*** DATA FOR THE TASK ***

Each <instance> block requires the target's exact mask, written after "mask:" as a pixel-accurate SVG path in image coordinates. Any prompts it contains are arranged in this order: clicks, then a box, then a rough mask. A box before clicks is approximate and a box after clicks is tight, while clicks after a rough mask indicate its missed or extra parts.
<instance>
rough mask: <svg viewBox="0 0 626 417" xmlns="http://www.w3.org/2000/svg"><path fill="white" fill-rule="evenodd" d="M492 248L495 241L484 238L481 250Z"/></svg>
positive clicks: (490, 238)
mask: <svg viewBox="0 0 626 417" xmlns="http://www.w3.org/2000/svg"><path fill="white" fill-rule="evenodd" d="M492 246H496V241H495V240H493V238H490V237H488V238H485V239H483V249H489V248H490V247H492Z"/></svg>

*** End of DATA FOR THE TASK ***

Give back the entries exactly. Omit none of them.

» WRITTEN SOLUTION
Each <instance> block requires the target's exact mask, written after "mask:" as a pixel-accurate SVG path in image coordinates. Any prompts it contains are arranged in this order: clicks, then a box, then a rough mask. A box before clicks is approximate and a box after clicks is tight, while clicks after a rough mask indicate its missed or extra parts.
<instance>
rough mask: <svg viewBox="0 0 626 417" xmlns="http://www.w3.org/2000/svg"><path fill="white" fill-rule="evenodd" d="M492 248L495 241L484 238L481 250Z"/></svg>
positive clicks: (490, 238)
mask: <svg viewBox="0 0 626 417" xmlns="http://www.w3.org/2000/svg"><path fill="white" fill-rule="evenodd" d="M492 246H496V241H495V240H493V238H490V237H488V238H485V239H483V249H489V248H490V247H492Z"/></svg>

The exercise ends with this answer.